| Instructions |
A – According to the search team update, which two places in Florida has the team searched so far?
B – Using the search team update, explain why the team stays watchful and motivated even though it has not documented an Ivory-billed Woodpecker.
C – Carry on with the search team update from the point where it stops.

| Given text |
Mobile Search Team Update

See more images from Florida.

March 2009
For the past two months, the Cornell Lab of Ornithology’s mobile search team has been plying the swamps, creeks, thickets, and hummocks of remote protected lands in Florida, looking for the Ivory-billed Woodpecker. So far they have spent time in Big Cypress National Preserve and Everglades National Park.

Tangled mangrove roots are a daunting obstacle. Photo by Martjan Lammertink

The team has not documented an Ivory-billed Woodpecker in either location to date. They remain watchful and motivated, however, based on historical evidence of the ivory-bill’s existence in the area and large tracts of undisturbed habitat.

Big Cypress Preserve

According to team member Caroline Poli, habitat in Big Cypress is incredibly diverse. “Our search areas include everything from tall, airy pine forest with scattered palmetto and fire-managed cabbage palm patches--good potential ivory-bill habitat--to strands of tall, wide-girthed cypress, and vine-choked patches of ponderous oak and maple,” she says. Water levels in all areas are at seasonal highs, causing some problems getting to more remote sites, and frequently resulting in soaked feet.

| Source excerpt |
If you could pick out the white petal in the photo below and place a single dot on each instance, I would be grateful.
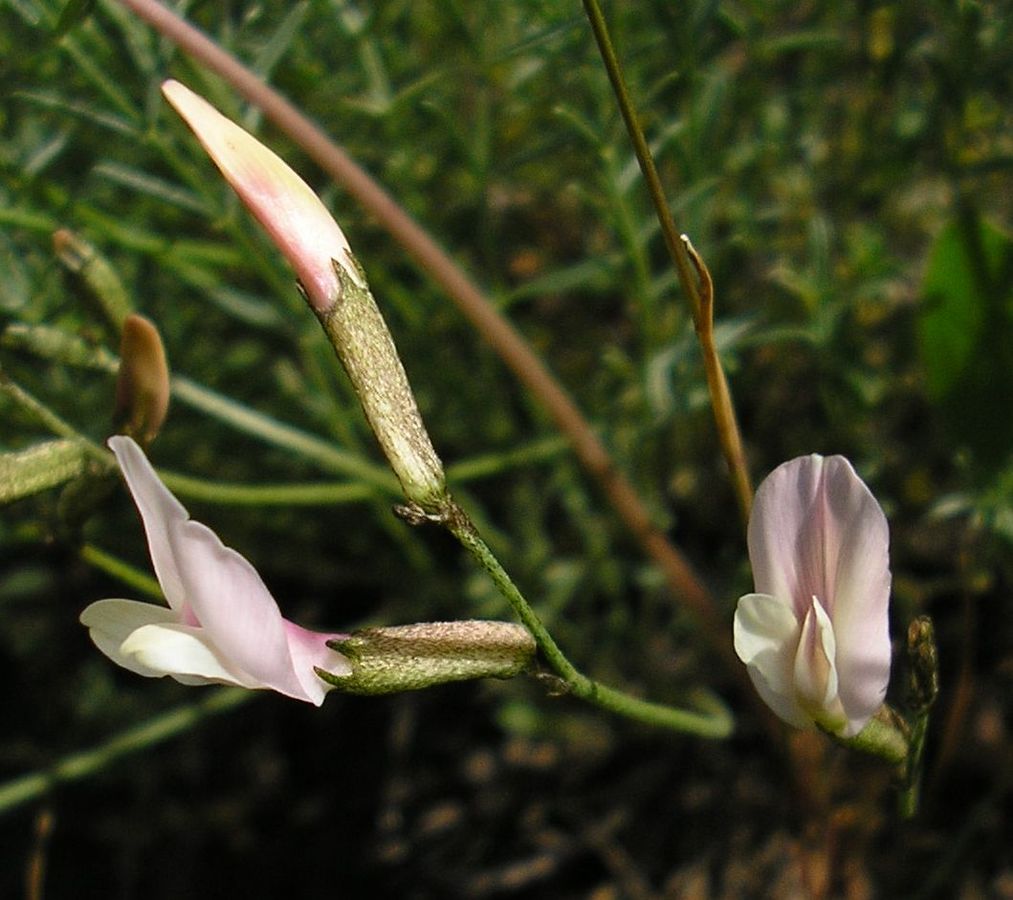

| Responses to the tasks |
A – Big Cypress National Preserve and Everglades National Park.

B – The team stays motivated because there is historical evidence that the ivory-bill existed in the area. Large tracts of undisturbed habitat also remain there.

C –
Tell-tale panther tracks!. Photo by Abe Borker
There are an impressive number of birds in Big Cypress. The most abundant species seen include Common Grackle, American Robin, Blue-gray Gnatcatcher, Tree Swallow, Yellow-rumped Warbler, and many other warbler species. The list is sure to grow as the field season spills into March and the start of migration. The team has seen several rare and unusual birds, including the Hairy Woodpecker. Though abundant in the rest of the U.S., Hairy Woodpeckers are extremely rare in south Florida. Sightings also include the Rusty Blackbird, a fast-declining species that tends to arrive in Florida at this time of year, but remains rare.
Encounters non-feathered wildlife include fox squirrel, grey squirrel, raccoon, opossum, and black bear. “We’ve been especially hoping to see a Florida panther, from a safe distance of course,” says Caroline. “I did find one set of fresh panther tracks, but we never actually saw the animal.”
Into the Everglades

The mobile search team's floating home.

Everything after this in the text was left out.